— TO BE DONE —
Find every line in the data below that contains the word "neck" and copy each of those lines.

Data excerpted from a collection

━━━━━━━━━━━━━━━━━━━━━━━━━━━━━━

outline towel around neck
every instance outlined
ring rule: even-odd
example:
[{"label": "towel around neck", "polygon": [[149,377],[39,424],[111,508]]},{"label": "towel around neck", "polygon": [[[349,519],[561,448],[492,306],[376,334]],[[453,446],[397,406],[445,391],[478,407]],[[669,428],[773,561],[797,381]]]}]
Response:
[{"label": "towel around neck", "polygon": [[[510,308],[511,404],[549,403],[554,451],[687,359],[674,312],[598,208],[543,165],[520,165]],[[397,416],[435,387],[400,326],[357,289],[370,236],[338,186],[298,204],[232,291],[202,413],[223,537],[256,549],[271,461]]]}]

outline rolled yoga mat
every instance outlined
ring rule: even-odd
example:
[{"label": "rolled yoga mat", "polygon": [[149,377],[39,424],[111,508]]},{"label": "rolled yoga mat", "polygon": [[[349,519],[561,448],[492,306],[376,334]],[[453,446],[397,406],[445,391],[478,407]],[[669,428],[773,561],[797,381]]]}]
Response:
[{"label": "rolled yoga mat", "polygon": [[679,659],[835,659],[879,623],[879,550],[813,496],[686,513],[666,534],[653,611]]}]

━━━━━━━━━━━━━━━━━━━━━━━━━━━━━━

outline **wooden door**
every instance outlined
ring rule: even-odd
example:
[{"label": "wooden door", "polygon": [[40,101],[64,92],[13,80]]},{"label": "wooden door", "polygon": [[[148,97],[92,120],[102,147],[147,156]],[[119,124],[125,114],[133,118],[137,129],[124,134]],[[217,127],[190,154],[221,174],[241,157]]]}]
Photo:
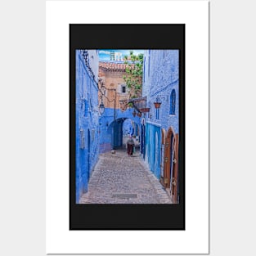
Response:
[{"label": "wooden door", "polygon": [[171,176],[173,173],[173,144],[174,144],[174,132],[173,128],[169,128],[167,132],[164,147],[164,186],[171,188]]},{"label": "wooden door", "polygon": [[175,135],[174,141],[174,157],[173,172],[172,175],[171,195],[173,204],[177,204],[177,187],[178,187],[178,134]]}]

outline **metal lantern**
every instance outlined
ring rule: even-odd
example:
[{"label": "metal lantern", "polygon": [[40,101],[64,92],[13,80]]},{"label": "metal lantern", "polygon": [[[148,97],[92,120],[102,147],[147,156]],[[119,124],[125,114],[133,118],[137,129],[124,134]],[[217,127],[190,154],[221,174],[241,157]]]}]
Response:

━━━━━━━━━━━━━━━━━━━━━━━━━━━━━━

— CORRECT RESPONSE —
outline towel around neck
[{"label": "towel around neck", "polygon": [[149,377],[39,424],[111,508]]},{"label": "towel around neck", "polygon": [[[349,519],[561,448],[492,306],[376,334]],[[453,446],[397,406],[445,391],[478,407]],[[669,428],[773,561],[797,381]]]}]
[{"label": "towel around neck", "polygon": [[[510,308],[511,404],[549,403],[554,451],[687,359],[674,312],[598,208],[543,165],[520,165]],[[397,416],[435,387],[400,326],[357,289],[370,236],[338,186],[298,204],[232,291],[202,413],[223,537],[256,549],[271,461]]]}]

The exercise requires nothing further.